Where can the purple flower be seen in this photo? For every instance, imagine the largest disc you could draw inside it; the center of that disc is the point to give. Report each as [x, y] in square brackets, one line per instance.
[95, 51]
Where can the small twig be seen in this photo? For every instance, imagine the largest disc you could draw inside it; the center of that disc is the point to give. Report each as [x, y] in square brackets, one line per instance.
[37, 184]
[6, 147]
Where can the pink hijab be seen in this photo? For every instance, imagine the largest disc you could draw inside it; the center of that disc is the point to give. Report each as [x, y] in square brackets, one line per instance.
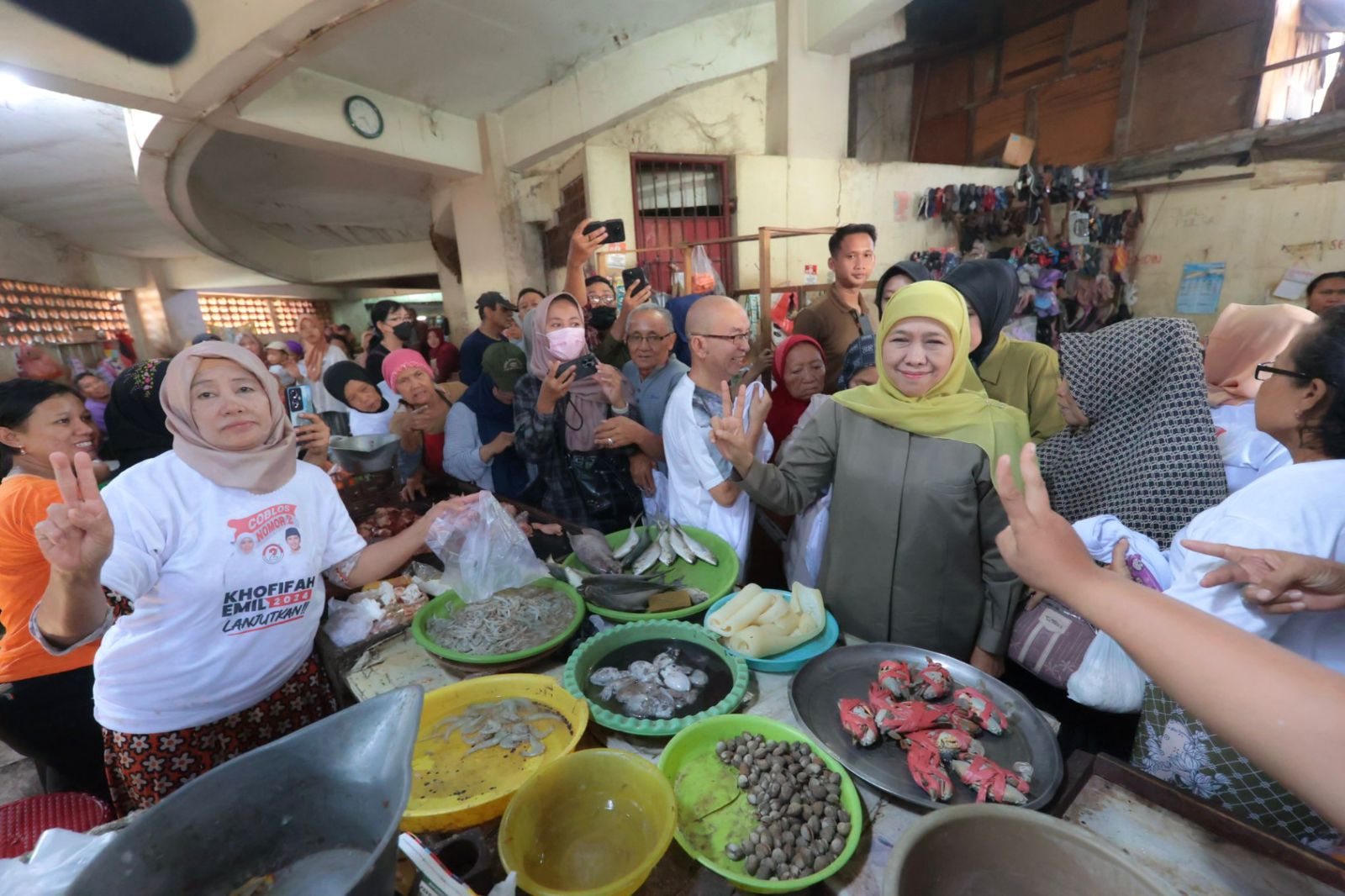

- [What this task involves] Reproduce the material above line for line, without changing anything, and leave out the picture.

- [Output for this task]
Where can the purple flower be seen in this photo? For every instance, imagine the largest disc you could draw inside it; the center of that disc is the point to give. Report each as [x, y] in square brackets, one line per instance.
[95, 51]
Where can the small twig be seen in this photo? For every instance, imagine the largest disc you could draw inside it; the center of that disc is the point to give. Report each as [x, y] in square brackets, one line per instance.
[37, 184]
[6, 147]
Where can the pink hijab be seen in this photo? For every instance, imagine the largest disc you could draw inside it; the center of that disc is the point to give. Report each as [x, y] in square brackets, one line per instance.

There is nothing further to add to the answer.